■ Instruction A: In the text on the iron triangle, what does Parkinson's Law say?
■ Instruction B: Keep writing the piece on the iron triangle, picking up right after its last sentence.

■ Text:
┄┄┄┄┄┄┄┄┄┄┄┄┄┄┄┄┄┄┄┄
So, looking at each corner of the iron triangle, let’s see along which vectors constraints can be applied:

  • Scope is the set of features and requirements that a project is trying to deliver. However, instead of just accepting scope for what it is, great leaders try to ruthlessly cut down scope to shrink a project to the bare essentials. We’ll look at an algorithm for doing this shortly.
  • Resources typically means the number of people working on a project, which you can deliberately limit in order to force tough prioritization choices. However, resources can also mean money or other technical constraints, such as cost of infrastructure, or choice of technology. Great leaders will ensure that resources are deliberately limited in order to drive innovation. For example, instead of standing up new search infrastructure, what could you do with a simple database query?
  • Time is straightforward: Parkinson’s Law tells us that work expands to fill the time available. Therefore, great leaders will encourage teams to set challenging deadlines and use them as forcing functions to keep scope and resources in check.

So the way that I encourage you to look at the iron triangle is not as an accepted set of trade-offs, but instead as a toolkit of constraints that are available to engineering leaders to help their teams deliver more with less.

At all stages of a project, from the beginning to the end, never accept the status quo. Always ask yourself: “Can we do this with less scope, less resources, or less time?”

So how can you start looking at your projects and seeing whether constraints can be applied?
┄┄┄┄┄┄┄┄┄┄┄┄┄┄┄┄┄┄┄┄
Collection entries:
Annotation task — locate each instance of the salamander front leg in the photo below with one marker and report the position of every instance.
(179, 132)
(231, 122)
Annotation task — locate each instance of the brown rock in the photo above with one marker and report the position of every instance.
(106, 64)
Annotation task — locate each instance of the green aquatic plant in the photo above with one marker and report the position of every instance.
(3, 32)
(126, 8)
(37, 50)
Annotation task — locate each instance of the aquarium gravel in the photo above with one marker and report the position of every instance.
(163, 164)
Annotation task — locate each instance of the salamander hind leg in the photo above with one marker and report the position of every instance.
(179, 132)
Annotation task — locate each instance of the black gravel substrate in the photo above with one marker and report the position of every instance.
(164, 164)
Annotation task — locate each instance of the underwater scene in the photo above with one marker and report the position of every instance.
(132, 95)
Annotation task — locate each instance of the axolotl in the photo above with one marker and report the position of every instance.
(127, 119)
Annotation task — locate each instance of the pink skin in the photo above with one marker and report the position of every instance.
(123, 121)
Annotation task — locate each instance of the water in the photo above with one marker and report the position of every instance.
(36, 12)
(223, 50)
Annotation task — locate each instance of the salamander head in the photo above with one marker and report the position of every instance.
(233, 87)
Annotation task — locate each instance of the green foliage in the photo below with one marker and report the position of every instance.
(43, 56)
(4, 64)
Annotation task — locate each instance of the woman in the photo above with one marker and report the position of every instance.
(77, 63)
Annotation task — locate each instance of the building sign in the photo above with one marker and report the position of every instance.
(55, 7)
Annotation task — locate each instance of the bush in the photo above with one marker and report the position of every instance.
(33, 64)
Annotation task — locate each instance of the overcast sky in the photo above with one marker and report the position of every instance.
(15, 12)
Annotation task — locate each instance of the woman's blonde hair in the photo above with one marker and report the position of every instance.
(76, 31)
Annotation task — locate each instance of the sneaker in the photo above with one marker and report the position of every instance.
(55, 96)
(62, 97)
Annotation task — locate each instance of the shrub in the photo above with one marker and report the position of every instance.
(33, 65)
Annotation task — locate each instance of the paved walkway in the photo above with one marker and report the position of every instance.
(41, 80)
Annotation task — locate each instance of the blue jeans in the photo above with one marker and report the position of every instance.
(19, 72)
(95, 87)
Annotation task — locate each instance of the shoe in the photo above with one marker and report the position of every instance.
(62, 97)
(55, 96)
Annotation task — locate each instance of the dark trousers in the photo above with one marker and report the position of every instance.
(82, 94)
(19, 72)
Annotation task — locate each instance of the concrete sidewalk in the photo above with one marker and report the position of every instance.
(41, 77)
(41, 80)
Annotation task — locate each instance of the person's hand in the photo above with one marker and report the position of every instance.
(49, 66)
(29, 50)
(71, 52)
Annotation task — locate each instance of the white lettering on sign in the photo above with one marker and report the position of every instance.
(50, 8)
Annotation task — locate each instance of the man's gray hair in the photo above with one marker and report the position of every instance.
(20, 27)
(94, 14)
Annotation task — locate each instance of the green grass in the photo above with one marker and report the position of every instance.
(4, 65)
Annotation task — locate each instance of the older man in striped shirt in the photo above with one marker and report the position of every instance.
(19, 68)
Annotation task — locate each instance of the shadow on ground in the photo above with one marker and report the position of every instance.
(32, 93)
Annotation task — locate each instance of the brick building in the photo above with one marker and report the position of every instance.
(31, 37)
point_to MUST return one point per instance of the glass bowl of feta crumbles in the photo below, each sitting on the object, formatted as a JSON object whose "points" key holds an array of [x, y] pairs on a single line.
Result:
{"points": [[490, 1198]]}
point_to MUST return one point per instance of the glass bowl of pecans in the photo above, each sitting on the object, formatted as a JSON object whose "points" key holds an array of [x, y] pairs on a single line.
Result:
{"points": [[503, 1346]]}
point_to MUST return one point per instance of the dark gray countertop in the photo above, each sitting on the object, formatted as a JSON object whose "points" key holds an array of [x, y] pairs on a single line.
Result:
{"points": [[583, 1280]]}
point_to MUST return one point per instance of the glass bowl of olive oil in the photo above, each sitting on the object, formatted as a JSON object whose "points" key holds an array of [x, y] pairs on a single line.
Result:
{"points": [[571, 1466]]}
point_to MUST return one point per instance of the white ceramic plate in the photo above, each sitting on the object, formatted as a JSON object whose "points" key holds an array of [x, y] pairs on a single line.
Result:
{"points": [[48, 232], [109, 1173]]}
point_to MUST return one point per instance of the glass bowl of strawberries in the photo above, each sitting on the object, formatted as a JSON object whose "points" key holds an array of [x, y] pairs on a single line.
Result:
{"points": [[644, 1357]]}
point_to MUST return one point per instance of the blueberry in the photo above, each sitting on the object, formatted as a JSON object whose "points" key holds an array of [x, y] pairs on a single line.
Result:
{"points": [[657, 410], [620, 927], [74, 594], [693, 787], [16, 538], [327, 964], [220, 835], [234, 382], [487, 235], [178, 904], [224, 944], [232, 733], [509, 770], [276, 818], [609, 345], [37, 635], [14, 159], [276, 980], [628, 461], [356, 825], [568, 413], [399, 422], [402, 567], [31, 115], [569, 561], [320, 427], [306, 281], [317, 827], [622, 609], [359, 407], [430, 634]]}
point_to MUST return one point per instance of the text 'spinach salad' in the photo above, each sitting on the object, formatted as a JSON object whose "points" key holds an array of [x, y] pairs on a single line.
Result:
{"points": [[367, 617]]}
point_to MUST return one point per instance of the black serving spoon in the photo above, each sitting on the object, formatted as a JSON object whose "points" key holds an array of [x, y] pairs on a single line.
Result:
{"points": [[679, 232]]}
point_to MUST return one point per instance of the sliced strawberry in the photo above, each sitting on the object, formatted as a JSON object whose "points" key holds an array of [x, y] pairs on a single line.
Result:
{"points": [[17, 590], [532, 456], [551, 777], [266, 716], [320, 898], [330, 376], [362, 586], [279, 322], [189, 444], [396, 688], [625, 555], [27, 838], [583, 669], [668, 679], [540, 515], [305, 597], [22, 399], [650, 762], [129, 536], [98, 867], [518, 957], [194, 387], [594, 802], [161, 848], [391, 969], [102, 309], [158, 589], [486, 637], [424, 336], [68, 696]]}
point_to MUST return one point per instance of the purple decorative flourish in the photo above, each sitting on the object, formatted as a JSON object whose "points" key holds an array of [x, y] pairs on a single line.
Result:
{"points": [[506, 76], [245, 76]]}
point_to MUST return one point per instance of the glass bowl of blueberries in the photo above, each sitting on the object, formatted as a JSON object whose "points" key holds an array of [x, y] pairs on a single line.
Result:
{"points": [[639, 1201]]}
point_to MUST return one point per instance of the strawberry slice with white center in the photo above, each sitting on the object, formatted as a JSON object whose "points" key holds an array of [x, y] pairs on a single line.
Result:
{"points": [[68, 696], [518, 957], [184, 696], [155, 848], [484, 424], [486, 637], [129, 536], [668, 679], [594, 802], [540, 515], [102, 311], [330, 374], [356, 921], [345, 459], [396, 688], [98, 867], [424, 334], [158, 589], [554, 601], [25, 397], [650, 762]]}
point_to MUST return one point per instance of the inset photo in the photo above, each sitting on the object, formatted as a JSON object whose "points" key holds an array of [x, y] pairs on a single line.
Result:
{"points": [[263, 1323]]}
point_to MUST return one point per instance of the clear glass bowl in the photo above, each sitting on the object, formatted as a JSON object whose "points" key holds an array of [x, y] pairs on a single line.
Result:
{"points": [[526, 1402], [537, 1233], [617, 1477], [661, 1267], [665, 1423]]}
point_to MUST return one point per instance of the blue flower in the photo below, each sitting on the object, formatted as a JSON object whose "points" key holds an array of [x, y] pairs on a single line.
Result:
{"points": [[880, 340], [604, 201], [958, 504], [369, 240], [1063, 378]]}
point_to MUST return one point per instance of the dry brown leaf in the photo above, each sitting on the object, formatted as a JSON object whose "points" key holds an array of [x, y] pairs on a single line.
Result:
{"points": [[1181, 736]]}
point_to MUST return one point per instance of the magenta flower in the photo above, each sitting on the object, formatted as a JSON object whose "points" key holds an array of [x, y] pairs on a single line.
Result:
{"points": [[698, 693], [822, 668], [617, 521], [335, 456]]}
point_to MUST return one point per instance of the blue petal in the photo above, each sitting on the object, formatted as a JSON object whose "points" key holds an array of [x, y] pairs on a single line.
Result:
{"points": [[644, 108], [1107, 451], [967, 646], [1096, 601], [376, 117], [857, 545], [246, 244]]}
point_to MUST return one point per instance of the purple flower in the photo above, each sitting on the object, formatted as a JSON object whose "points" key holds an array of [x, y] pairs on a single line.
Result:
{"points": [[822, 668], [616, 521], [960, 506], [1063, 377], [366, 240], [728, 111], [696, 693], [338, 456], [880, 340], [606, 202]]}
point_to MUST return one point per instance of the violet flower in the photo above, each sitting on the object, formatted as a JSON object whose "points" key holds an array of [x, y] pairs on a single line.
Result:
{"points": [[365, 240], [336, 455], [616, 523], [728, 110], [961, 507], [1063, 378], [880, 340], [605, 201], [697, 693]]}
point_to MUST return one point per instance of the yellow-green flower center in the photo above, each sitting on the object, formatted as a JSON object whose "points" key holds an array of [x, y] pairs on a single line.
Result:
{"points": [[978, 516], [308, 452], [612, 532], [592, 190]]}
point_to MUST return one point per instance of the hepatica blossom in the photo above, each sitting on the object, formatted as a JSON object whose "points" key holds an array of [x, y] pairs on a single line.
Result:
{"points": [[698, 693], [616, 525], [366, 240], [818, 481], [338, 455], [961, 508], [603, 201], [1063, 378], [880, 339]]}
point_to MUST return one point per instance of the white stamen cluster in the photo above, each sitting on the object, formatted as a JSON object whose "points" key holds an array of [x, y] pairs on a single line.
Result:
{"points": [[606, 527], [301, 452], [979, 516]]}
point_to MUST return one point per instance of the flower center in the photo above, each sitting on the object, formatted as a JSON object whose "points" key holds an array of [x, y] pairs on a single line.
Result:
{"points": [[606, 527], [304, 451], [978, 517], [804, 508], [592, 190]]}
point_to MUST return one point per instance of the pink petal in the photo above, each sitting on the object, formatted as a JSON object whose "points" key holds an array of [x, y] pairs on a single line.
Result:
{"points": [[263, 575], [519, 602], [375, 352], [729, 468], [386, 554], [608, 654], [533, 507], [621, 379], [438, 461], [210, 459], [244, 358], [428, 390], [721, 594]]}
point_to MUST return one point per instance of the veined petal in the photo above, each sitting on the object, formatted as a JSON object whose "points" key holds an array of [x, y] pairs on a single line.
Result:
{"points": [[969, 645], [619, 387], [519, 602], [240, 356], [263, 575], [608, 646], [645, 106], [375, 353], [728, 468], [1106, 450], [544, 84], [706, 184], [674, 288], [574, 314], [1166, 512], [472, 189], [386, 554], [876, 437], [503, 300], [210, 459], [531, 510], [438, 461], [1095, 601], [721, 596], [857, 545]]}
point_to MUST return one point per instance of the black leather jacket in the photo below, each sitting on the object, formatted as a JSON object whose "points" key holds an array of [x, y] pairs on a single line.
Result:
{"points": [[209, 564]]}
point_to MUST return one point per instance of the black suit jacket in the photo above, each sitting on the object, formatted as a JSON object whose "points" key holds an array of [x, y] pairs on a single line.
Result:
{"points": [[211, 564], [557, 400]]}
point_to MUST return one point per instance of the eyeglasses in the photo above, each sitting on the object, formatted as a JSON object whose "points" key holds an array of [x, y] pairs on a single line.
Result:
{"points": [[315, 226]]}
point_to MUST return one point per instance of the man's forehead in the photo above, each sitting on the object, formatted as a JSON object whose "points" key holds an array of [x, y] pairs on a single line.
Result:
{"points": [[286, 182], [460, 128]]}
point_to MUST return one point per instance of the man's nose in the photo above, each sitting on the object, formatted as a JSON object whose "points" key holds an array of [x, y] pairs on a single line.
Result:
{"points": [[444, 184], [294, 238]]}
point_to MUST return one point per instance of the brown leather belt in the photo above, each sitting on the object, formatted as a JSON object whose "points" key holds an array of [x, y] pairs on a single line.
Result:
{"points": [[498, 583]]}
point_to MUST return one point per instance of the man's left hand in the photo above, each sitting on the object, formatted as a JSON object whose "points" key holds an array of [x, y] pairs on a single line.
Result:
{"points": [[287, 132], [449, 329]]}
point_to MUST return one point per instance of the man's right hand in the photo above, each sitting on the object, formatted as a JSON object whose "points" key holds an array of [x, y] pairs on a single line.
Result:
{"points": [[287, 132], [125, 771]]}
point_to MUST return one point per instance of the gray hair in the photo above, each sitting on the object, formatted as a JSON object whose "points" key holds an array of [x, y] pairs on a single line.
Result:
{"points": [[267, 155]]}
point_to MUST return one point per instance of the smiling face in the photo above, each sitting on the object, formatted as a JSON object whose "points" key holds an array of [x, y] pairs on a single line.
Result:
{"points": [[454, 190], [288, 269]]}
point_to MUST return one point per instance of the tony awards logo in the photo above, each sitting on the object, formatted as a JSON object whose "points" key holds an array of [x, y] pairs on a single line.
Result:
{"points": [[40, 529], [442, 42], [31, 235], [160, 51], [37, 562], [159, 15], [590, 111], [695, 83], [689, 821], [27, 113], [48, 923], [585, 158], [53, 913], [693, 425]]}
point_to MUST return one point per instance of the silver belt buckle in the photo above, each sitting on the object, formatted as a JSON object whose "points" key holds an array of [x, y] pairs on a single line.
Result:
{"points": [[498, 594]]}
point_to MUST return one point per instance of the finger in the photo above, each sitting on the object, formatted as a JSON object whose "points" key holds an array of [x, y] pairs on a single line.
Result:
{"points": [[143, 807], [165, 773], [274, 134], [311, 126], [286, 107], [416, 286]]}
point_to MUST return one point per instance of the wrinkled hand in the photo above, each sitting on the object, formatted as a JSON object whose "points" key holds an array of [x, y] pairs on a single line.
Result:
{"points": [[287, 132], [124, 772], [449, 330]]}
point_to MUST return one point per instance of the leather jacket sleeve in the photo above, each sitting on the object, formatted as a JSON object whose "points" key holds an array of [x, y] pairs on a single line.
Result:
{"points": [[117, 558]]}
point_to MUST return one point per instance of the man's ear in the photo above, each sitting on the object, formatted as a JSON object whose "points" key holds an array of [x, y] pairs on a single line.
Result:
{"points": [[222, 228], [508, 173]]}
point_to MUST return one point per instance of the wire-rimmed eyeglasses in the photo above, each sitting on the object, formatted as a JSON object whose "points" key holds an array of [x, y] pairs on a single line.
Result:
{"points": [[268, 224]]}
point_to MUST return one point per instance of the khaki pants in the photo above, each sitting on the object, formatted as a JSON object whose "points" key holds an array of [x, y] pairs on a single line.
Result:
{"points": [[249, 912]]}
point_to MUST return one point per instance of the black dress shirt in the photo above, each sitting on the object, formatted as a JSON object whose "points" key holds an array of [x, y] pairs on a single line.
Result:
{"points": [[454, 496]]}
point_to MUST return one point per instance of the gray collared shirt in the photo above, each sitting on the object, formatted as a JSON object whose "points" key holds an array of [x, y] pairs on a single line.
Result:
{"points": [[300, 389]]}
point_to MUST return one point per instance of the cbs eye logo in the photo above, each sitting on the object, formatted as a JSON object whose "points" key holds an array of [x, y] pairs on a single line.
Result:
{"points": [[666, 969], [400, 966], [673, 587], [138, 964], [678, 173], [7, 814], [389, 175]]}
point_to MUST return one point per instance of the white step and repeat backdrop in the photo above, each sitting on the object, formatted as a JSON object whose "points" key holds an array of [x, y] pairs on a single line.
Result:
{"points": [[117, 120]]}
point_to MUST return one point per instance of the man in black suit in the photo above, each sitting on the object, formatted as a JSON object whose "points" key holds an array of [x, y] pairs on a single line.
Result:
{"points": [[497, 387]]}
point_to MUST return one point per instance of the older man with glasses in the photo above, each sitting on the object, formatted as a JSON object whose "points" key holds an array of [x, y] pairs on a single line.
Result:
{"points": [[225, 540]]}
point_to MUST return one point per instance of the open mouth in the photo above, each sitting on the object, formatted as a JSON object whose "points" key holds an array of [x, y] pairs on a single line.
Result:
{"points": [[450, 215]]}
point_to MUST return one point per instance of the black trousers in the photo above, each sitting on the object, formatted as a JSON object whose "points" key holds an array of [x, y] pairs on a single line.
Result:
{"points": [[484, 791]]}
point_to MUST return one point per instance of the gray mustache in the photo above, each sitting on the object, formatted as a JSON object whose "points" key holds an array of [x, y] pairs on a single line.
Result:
┄┄┄┄┄┄┄┄┄┄┄┄┄┄┄┄┄┄┄┄
■ Exercise output A: Work expands to fill the time available.

■ Exercise output B:
Let’s look at a practical algorithm for doing that which is one of the most repeated themes in Walter Isaacson’s Elon Musk autobiography.

The 5-step algorithm

I watch this video at least once a month as a reminder to question everything that we’re doing. It’s a short (1 minute and 29 second) clip of Elon Musk explaining his 5-step algorithm for finding ways to strip projects back to their bare essentials.

This isn’t just useful at the beginning of projects. As we mentioned before, estimation is guesswork, and so as projects evolve, it’s important to continually re-evaluate whether the original constraints are still valid, and if not, change or delete them. Repeated and continual application of this algorithm will help you do that.

The algorithm touches on all three corners of the iron triangle, inviting you to insert constraints in scope, resources and time.

Here’s the algorithm:

  1. Question the requirements. Musk says that the most common error of a smart engineer is to optimize things that shouldn’t exist in the first place. He stipulates that smart folk are trained to answer questions, but not to challenge the questions in the first place. So, the first step of the algorithm is to accept that some or all of the requirements are dumb, and they should especially be questioned if they come from a smart person! For each requirement, ensure that it is attributable to a specific person or user need. If not, challenge it ruthlessly. If you can’t justify a requirement, then it gets deleted with no remorse.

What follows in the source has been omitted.